++++ Provided text

# cats or dogs?



## CAT13 (Nov 11, 2008)

Which are better? And don't say dogs. Because dogs are not better than cats.

EDIT: oops, I meant to make it multiple choice. Oh well.


----------



## Garmon (Nov 11, 2008)

I have a Cat, I like him (Twm). I wake him up when I cube:
http://uk.youtube.com/watch?v=QbLQ1ulK2q8


----------



## Laetitia (Nov 11, 2008)

I have a cat, I like him and he likes me 
Ah, and he can solve a 5x5x5


----------



## Dene (Nov 11, 2008)

CATS!!!!!!!!!!!!


----------



## cookingfat (Nov 11, 2008)

Cats ftw.


----------



## PeterV (Nov 12, 2008)

A lot of cat lovers on this forum, it seems. Well, I'll have to add my name to the list.


----------



## Athefre (Nov 12, 2008)

Obviously it's cats.


***Warning, Profanity***


----------



## Sa967St (Nov 12, 2008)

I'm going to have to say dogs...


----------



## shelley (Nov 12, 2008)

Despite the popularity of LOLcats, I'm going to say dogs.


----------



## CAT13 (Nov 12, 2008)

shelley said:


> Despite the popularity of LOLcats, I'm going to say dogs.



There are also LOLdogs. They are stupid. I just 1 star them without looking at them


----------



## Rubixcubematt (Nov 12, 2008)

CATS FTW. especially kittens. my kitten is extreamly cute and cuddly...............................when he wants to be.


----------



## Erik (Nov 12, 2008)

Sadly we don't have a cat, but I'm really a cat guy


----------



## philkt731 (Nov 12, 2008)

"cat guy"?? thats like an oxymoron!!!

++++++++
++++ Data listing

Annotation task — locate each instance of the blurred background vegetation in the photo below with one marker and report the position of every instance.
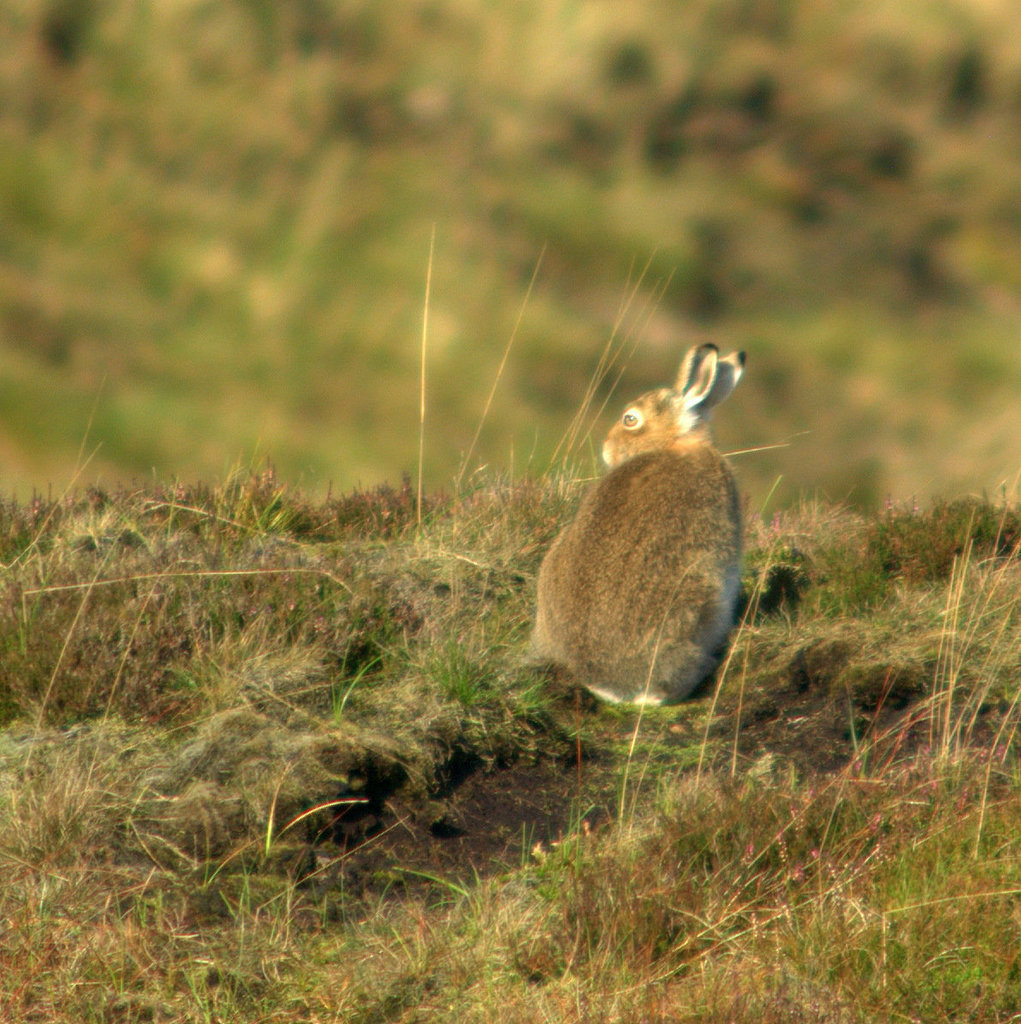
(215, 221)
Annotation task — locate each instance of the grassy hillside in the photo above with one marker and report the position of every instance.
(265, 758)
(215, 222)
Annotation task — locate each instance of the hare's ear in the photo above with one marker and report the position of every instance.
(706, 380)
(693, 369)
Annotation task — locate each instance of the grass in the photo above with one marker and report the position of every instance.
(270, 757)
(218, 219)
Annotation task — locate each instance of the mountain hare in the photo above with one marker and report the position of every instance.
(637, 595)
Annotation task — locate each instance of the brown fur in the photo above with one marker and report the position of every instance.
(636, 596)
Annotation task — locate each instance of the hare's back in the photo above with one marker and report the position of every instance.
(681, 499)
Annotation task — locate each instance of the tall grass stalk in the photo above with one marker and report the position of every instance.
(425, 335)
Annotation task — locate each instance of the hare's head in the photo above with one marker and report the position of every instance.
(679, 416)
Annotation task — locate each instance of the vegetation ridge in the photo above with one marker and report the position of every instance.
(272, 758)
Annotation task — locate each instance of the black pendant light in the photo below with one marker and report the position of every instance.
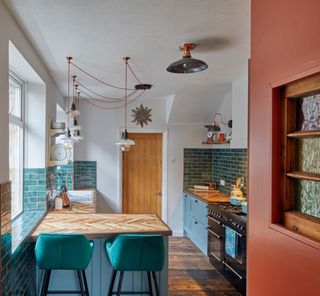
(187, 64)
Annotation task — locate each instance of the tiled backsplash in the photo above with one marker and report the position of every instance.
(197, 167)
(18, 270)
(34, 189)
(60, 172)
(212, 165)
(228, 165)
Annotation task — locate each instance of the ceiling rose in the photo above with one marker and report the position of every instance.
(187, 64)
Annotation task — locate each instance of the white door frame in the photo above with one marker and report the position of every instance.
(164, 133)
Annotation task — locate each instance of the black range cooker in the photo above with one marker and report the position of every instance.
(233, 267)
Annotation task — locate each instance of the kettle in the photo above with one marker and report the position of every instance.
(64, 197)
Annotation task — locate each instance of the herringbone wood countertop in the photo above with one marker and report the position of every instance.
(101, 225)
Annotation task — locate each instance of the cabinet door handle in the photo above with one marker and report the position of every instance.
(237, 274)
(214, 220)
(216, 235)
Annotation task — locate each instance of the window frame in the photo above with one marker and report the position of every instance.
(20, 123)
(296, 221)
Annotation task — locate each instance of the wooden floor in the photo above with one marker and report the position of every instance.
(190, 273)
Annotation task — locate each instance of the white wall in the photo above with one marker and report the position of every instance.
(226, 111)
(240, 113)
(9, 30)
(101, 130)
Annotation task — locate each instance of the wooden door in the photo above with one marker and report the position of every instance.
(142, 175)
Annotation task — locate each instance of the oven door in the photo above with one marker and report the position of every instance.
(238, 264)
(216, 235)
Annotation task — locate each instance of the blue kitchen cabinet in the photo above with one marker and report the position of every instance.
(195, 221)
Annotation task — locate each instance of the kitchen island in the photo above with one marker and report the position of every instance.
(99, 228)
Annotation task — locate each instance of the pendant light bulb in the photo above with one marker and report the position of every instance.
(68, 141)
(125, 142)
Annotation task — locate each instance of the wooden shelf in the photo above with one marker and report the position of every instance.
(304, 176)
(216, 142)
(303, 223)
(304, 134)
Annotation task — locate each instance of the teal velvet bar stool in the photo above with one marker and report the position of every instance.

++++++++
++++ Data listing

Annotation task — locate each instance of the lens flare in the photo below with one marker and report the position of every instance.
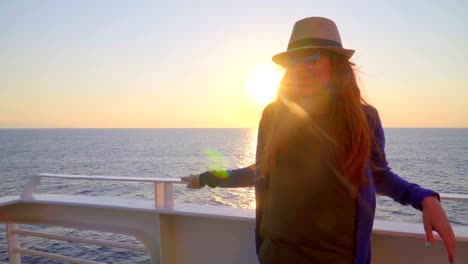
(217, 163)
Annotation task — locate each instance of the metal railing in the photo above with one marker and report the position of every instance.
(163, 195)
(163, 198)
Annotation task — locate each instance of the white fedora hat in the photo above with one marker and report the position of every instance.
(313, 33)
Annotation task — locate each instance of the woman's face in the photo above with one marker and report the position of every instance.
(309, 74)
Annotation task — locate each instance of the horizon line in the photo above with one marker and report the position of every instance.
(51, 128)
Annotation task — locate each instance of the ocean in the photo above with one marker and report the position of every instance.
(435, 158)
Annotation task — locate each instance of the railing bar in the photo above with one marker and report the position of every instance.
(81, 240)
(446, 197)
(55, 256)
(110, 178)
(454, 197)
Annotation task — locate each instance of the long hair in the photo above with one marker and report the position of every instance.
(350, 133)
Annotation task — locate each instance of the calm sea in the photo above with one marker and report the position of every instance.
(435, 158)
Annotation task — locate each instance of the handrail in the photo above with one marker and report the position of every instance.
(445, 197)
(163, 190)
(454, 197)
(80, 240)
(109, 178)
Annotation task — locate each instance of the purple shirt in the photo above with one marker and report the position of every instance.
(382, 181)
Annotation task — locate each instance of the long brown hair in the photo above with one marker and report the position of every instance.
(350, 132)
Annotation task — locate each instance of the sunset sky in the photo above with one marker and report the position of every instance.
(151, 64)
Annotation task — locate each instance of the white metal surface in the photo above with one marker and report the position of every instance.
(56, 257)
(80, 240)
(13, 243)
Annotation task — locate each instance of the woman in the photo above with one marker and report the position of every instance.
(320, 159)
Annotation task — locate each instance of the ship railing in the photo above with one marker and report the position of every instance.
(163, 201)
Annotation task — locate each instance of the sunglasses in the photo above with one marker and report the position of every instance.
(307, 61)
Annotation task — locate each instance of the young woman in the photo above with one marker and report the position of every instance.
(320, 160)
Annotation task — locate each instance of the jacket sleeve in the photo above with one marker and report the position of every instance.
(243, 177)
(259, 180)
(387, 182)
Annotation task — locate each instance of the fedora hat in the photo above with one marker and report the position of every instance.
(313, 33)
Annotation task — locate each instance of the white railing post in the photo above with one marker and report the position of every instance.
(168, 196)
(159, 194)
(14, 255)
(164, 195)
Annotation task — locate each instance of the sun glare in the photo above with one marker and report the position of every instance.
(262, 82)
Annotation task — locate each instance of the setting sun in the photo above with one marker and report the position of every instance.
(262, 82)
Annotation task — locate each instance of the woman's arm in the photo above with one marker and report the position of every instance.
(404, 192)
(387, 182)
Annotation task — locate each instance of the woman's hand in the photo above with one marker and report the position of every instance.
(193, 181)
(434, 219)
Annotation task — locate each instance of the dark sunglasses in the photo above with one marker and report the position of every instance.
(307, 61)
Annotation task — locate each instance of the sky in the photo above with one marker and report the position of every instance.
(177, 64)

++++++++

» **Required task 1**
In the cats-or-dogs thread, copy the passage that starts at "## PeterV (Nov" and stops after "Obviously it's cats.", changing "cat lovers" to "dog lovers".
» **Required task 2**
Shorten the paragraph in the cats-or-dogs thread that begins "CATS FTW. especially kittens", keeping its main points.

» **Response 1**
## PeterV (Nov 12, 2008)

A lot of dog lovers on this forum, it seems. Well, I'll have to add my name to the list.


----------



## Athefre (Nov 12, 2008)

Obviously it's cats.

» **Response 2**
Cats win, kittens most of all; the writer's kitten is very cute and cuddly, but only when he wants to be.